**Prompt**
Print each entry word for word without images.

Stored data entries

== == ==

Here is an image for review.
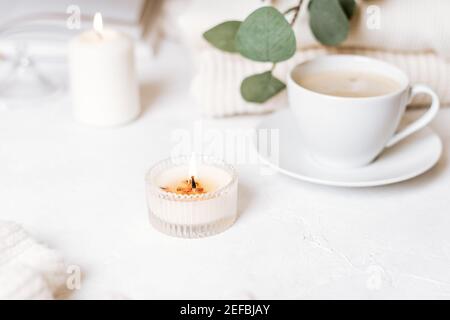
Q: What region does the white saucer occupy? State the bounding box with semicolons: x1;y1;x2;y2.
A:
255;109;442;187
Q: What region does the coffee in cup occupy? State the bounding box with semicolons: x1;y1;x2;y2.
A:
287;55;440;168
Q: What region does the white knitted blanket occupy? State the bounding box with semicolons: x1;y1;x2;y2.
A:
0;221;67;299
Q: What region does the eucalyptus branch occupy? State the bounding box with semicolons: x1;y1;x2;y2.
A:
203;0;357;103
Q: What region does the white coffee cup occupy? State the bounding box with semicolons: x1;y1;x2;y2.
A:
287;55;440;168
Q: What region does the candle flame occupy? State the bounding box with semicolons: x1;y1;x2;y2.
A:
93;12;103;34
188;153;198;178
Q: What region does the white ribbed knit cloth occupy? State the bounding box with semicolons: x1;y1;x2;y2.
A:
192;48;450;117
0;221;67;299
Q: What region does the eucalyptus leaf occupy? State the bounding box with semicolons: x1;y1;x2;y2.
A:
309;0;350;46
236;7;296;63
339;0;357;19
308;0;356;18
203;21;241;52
240;71;286;103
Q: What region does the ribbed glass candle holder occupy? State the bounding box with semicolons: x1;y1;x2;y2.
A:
146;155;238;238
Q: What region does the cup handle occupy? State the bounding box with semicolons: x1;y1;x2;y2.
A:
386;84;440;148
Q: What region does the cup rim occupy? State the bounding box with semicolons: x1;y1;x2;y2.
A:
288;54;410;101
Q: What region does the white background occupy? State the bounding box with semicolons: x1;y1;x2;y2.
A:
0;41;449;299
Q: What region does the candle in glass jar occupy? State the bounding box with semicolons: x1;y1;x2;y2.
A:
68;13;140;127
146;155;238;238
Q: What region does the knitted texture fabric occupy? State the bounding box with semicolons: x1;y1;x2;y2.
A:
0;221;67;299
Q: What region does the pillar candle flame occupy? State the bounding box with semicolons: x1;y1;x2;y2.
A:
93;12;103;37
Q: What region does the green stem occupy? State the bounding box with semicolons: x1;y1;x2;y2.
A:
289;0;304;26
270;63;276;72
283;6;298;15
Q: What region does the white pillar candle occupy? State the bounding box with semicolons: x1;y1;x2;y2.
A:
68;13;140;127
146;155;239;238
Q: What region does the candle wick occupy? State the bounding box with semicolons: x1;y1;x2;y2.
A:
191;176;197;189
95;31;103;40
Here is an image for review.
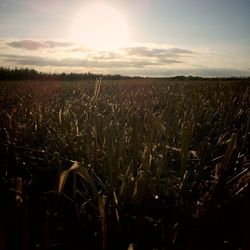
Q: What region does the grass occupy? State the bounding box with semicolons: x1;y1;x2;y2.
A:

== == ==

**Reply**
Here is an image for review.
Q: What region does the white saucer occupy? State the bounding box with semicolons: x1;y1;x2;y2.
A:
255;109;442;187
Q: What region does the coffee in cup occupy? State the bounding box with semicolons: x1;y1;x2;y2.
A:
287;55;440;168
Q: What region does the white knitted blanket occupy? State the bounding box with semicolons: x1;y1;x2;y2.
A:
0;221;67;299
Q: What region does the eucalyptus branch occupy? State the bounding box with semicolons: x1;y1;x2;y2.
A:
203;0;357;103
Q: What region does the white coffee cup occupy? State the bounding box with semicolons: x1;y1;x2;y2.
A:
287;55;440;168
Q: What region does the candle flame occupy? State the bounding box with semicolons: x1;y1;x2;y2.
A:
93;12;103;34
188;153;198;178
Q: What region does the white ribbed knit cloth occupy? State the bounding box with semicolons: x1;y1;x2;y2.
A:
192;48;450;117
0;221;67;299
Q: What region does the eucalyptus leaf occupy? State the bounding box with semicolons: x1;y1;x2;y2.
A:
309;0;350;46
236;7;296;63
339;0;357;19
308;0;356;18
203;21;241;52
240;71;286;103
Q: What region does the ribbed glass candle holder occupy? State the bounding box with semicolons: x1;y1;x2;y2.
A:
146;155;238;238
Q: What region does the cup handle occupy? State the bounding box with semicolons: x1;y1;x2;y2.
A:
386;84;440;148
Q: What region does the cup rim occupy? State the bounding box with semicolons: x1;y1;x2;y2.
A:
288;54;410;101
Q: What region does the white background occupy? State the bounding box with semicolons: x1;y1;x2;y2.
A:
0;41;449;299
Q: What region does the candle in glass jar occupy? State the bounding box with semicolons: x1;y1;x2;y2.
A:
68;13;140;127
146;155;238;238
Q: What region does the knitted texture fabric occupy? State the bounding box with semicolons: x1;y1;x2;y2.
A:
0;221;67;299
Q: What region does the pillar candle flame occupy? State the bounding box with semicolons: x1;y1;x2;y2.
A:
93;12;103;37
Q: What region does the green stem occupy? State the bounding box with semicolons: x1;y1;x2;y2.
A:
289;0;304;26
270;63;276;72
283;6;298;15
Q: What region does the white pillar candle occupy? State the bounding box with semicolons: x1;y1;x2;y2.
A:
68;13;140;127
146;155;239;238
Q: What region does the candle wick occupy? State the bounding box with semicolons: x1;y1;x2;y2.
A:
191;176;197;189
95;31;103;40
Here is an image for review.
Q: What region does the grass occupy? State the bounding box with semicolons: x1;y1;x2;y2.
A:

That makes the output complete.